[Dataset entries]
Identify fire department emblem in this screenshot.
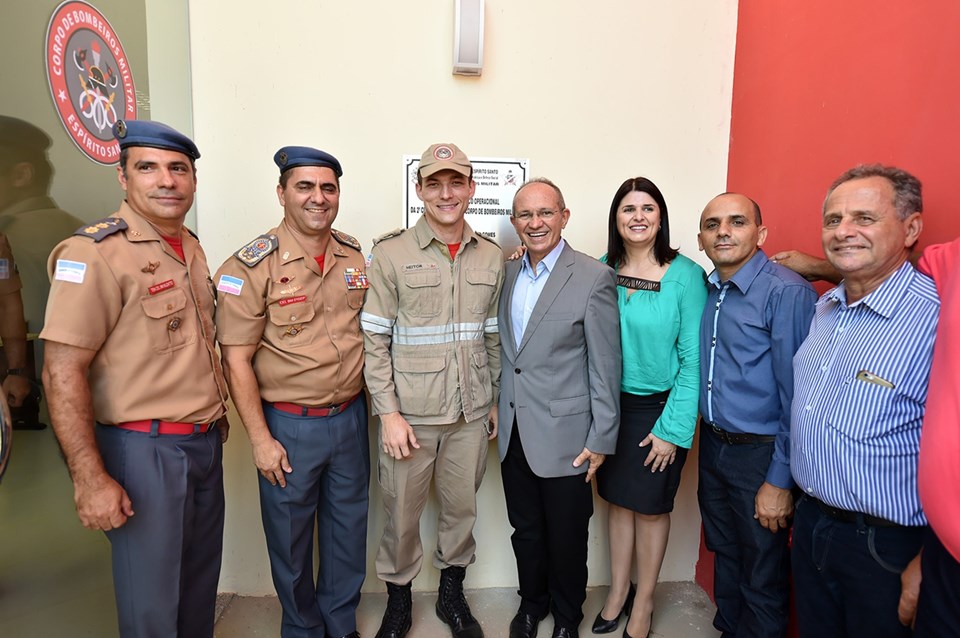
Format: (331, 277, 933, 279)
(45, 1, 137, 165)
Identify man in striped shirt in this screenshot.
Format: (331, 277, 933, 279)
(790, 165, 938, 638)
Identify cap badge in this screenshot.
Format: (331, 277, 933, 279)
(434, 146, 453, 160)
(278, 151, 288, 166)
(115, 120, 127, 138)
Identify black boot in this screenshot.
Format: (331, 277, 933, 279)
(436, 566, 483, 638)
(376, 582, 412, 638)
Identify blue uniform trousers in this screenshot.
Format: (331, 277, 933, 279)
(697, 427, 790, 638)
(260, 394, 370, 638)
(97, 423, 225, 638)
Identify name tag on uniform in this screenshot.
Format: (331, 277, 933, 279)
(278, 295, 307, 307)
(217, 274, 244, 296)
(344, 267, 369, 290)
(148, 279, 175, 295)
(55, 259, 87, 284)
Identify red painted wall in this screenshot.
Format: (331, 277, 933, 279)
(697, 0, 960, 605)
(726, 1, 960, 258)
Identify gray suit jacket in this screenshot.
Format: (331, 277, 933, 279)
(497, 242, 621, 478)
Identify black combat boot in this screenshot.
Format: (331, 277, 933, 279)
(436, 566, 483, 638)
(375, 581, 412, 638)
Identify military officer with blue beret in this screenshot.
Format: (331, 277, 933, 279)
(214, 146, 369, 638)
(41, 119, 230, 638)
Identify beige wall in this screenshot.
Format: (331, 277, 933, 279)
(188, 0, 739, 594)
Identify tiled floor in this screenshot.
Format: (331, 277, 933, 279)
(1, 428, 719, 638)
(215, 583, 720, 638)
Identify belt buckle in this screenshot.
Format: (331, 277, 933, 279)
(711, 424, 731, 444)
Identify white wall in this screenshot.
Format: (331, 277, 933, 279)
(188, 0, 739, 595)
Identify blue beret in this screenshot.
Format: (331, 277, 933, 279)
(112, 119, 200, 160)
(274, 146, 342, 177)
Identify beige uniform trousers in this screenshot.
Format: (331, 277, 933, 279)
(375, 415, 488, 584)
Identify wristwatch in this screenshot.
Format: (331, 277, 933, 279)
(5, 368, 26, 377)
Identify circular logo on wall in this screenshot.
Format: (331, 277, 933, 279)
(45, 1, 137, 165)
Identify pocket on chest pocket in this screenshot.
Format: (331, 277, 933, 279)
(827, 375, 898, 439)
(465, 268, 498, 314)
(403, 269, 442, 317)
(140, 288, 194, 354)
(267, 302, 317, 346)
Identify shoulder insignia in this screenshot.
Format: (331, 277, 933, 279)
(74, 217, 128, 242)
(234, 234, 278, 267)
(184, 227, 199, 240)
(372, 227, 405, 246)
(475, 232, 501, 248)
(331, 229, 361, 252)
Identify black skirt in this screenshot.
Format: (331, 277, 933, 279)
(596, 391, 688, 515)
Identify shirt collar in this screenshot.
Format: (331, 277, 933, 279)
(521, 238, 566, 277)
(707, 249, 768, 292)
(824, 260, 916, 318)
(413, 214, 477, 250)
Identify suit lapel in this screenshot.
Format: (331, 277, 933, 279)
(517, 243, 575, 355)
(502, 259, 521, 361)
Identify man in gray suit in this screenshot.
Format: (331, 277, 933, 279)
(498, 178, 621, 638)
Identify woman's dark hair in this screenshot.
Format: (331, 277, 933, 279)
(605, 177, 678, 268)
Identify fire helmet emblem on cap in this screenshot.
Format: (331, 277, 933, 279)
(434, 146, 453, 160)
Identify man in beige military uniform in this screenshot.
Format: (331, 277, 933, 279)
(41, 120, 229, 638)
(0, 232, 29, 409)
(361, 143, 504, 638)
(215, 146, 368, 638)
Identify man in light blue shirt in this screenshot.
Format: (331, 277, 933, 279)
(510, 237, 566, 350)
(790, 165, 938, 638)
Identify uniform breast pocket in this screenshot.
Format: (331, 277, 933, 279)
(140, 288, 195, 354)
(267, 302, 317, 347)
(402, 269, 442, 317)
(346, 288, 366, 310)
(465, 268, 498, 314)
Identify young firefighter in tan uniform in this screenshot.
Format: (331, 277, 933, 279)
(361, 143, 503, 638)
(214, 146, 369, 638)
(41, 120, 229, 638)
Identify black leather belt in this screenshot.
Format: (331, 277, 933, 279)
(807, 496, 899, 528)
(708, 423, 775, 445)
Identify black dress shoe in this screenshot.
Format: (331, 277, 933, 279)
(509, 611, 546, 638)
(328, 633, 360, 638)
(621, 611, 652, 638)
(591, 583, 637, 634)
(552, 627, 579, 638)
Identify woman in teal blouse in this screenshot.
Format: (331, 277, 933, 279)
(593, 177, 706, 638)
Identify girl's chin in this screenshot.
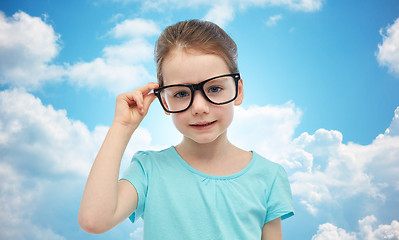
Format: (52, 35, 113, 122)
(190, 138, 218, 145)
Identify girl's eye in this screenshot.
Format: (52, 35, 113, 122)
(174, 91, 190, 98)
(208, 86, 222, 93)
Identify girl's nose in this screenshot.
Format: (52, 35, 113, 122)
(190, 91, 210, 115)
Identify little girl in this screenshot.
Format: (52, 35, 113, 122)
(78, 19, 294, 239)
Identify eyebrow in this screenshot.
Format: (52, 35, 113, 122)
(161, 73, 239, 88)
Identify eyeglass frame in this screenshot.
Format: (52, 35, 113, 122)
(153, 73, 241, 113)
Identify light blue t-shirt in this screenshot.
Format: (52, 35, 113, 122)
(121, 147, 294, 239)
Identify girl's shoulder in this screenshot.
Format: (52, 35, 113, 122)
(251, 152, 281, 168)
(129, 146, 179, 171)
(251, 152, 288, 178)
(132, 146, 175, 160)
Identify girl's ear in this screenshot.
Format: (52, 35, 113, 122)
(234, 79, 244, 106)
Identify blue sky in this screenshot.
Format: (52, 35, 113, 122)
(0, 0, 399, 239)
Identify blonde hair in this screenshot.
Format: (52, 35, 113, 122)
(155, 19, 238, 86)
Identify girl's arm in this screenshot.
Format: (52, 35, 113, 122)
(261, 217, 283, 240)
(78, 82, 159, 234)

» **Your goal**
Leaving out the pictures, print every record exactly as written.

» **Answer**
Identify fire department emblem in this screenshot.
Format: (331, 277, 933, 279)
(45, 1, 137, 165)
Identify man in striped shirt in this screenshot.
Format: (331, 277, 933, 279)
(790, 165, 938, 638)
Identify cap badge in this screenshot.
Format: (331, 277, 933, 279)
(434, 146, 453, 160)
(278, 151, 288, 166)
(115, 120, 127, 138)
Identify black boot in this screenshot.
Format: (331, 277, 933, 279)
(436, 566, 483, 638)
(376, 582, 412, 638)
Identify blue uniform trousers in this screenshot.
Format: (331, 277, 933, 279)
(697, 427, 790, 638)
(260, 394, 370, 638)
(97, 423, 225, 638)
Identify name tag on uniform in this screenshot.
Format: (331, 277, 933, 279)
(278, 295, 307, 307)
(217, 274, 244, 296)
(344, 267, 369, 290)
(148, 279, 175, 295)
(55, 259, 87, 284)
Identify red painted wall in this screenshot.
Format: (331, 277, 933, 279)
(697, 0, 960, 605)
(726, 1, 960, 258)
Identify gray suit jacket in this screenshot.
Format: (331, 277, 933, 279)
(497, 242, 621, 478)
Identify black combat boot in this screenshot.
Format: (331, 277, 933, 279)
(436, 566, 483, 638)
(375, 581, 412, 638)
Identify military officer with blue beret in this screenshot.
Format: (331, 277, 933, 279)
(214, 146, 369, 638)
(41, 119, 230, 638)
Identify beige wall in this screenshot.
Format: (331, 277, 933, 279)
(188, 0, 739, 594)
Identify tiled floor in this screenshot.
Format: (331, 277, 933, 279)
(1, 428, 719, 638)
(215, 583, 720, 638)
Identify belt buckle in this screenshot.
Format: (331, 277, 933, 279)
(711, 424, 731, 444)
Identify white wall in this screenshot.
Format: (331, 277, 933, 279)
(188, 0, 739, 595)
Identify blue beret in this screenshot.
Format: (331, 277, 933, 279)
(112, 119, 200, 160)
(274, 146, 342, 177)
Identify beige uniform trousers in this screenshot.
Format: (331, 277, 933, 279)
(375, 415, 488, 584)
Identify wristwatch in this screenshot.
Format: (331, 277, 933, 279)
(5, 368, 26, 377)
Identify circular logo on wall in this screenshot.
Format: (331, 277, 933, 279)
(45, 1, 137, 165)
Identify pocket on chest pocket in this screenshot.
Format: (331, 277, 933, 279)
(827, 375, 898, 439)
(465, 268, 498, 314)
(403, 269, 442, 317)
(140, 288, 194, 354)
(267, 302, 317, 346)
Identify shoulder insignia in this screenshot.
Format: (331, 277, 933, 279)
(74, 217, 128, 242)
(234, 234, 278, 267)
(184, 227, 199, 240)
(372, 227, 405, 246)
(475, 232, 501, 248)
(331, 229, 361, 252)
Identify black skirt in this screenshot.
Format: (331, 277, 933, 279)
(596, 391, 688, 515)
Identify shirt collar in this screenshot.
Format: (331, 277, 933, 279)
(521, 238, 566, 277)
(707, 249, 768, 292)
(824, 260, 916, 318)
(413, 214, 477, 250)
Identify suit lapel in this screenshot.
Format: (331, 277, 933, 279)
(517, 243, 575, 355)
(502, 259, 521, 361)
Identify man in gray suit in this screenshot.
Format: (331, 277, 933, 279)
(498, 178, 621, 638)
Identify woman's dark hair in this screenshot.
Format: (331, 277, 933, 279)
(605, 177, 678, 268)
Identify fire helmet emblem on cap in this screenshot.
Format: (331, 277, 933, 279)
(434, 146, 453, 160)
Identify man in beige military uniform in this screenshot.
Format: (331, 277, 933, 279)
(41, 120, 229, 638)
(0, 232, 29, 409)
(361, 143, 504, 638)
(215, 146, 368, 638)
Identify man in light blue shirt in this screenshot.
Format: (331, 277, 933, 279)
(510, 237, 566, 350)
(790, 165, 938, 638)
Identify uniform breast pocket in this screenshot.
Format: (331, 277, 933, 279)
(140, 288, 195, 354)
(267, 302, 317, 347)
(402, 269, 442, 317)
(346, 288, 366, 310)
(465, 268, 498, 314)
Identify young firefighter in tan uniform in this screenshot.
Format: (331, 277, 933, 279)
(361, 143, 503, 638)
(214, 146, 369, 638)
(41, 120, 229, 638)
Identify black leather belt in this screenshot.
Format: (331, 277, 933, 279)
(807, 496, 899, 528)
(708, 423, 775, 445)
Identify black dress shoe in this screenshot.
Format: (331, 277, 933, 279)
(509, 611, 546, 638)
(328, 633, 360, 638)
(621, 611, 652, 638)
(591, 583, 637, 634)
(552, 627, 579, 638)
Identify woman in teal blouse in this screenshot.
Format: (331, 277, 933, 279)
(593, 177, 706, 638)
Identify girl's chin in this screenshot.
Format: (52, 35, 113, 122)
(190, 138, 218, 145)
Identify girl's eye in this screenshot.
Format: (52, 35, 113, 122)
(174, 91, 190, 98)
(208, 86, 222, 93)
Identify girl's nose in this screenshot.
Format: (52, 35, 113, 122)
(190, 91, 210, 115)
Identify little girl in this screenshot.
Format: (52, 35, 113, 122)
(78, 19, 294, 239)
Identify eyebrow in this screenshot.
Format: (52, 35, 113, 122)
(161, 73, 239, 88)
Identify eyeglass frame in this screenshot.
Format: (52, 35, 113, 122)
(153, 73, 241, 113)
Identify light blue t-shirt in this screenshot.
Format: (52, 35, 113, 122)
(121, 147, 294, 239)
Identify girl's shoulder in this screenshot.
Format: (52, 35, 113, 122)
(251, 152, 281, 168)
(129, 146, 179, 171)
(251, 152, 288, 178)
(132, 146, 175, 160)
Identify girl's ear in this screenshot.
Format: (52, 35, 113, 122)
(234, 79, 244, 106)
Identify blue sky in this screenshot.
Format: (52, 35, 113, 122)
(0, 0, 399, 239)
Identify blonde hair in this screenshot.
Format: (52, 35, 113, 122)
(155, 19, 238, 86)
Identify girl's arm in this screenshot.
Format: (52, 35, 113, 122)
(261, 217, 283, 240)
(78, 82, 159, 234)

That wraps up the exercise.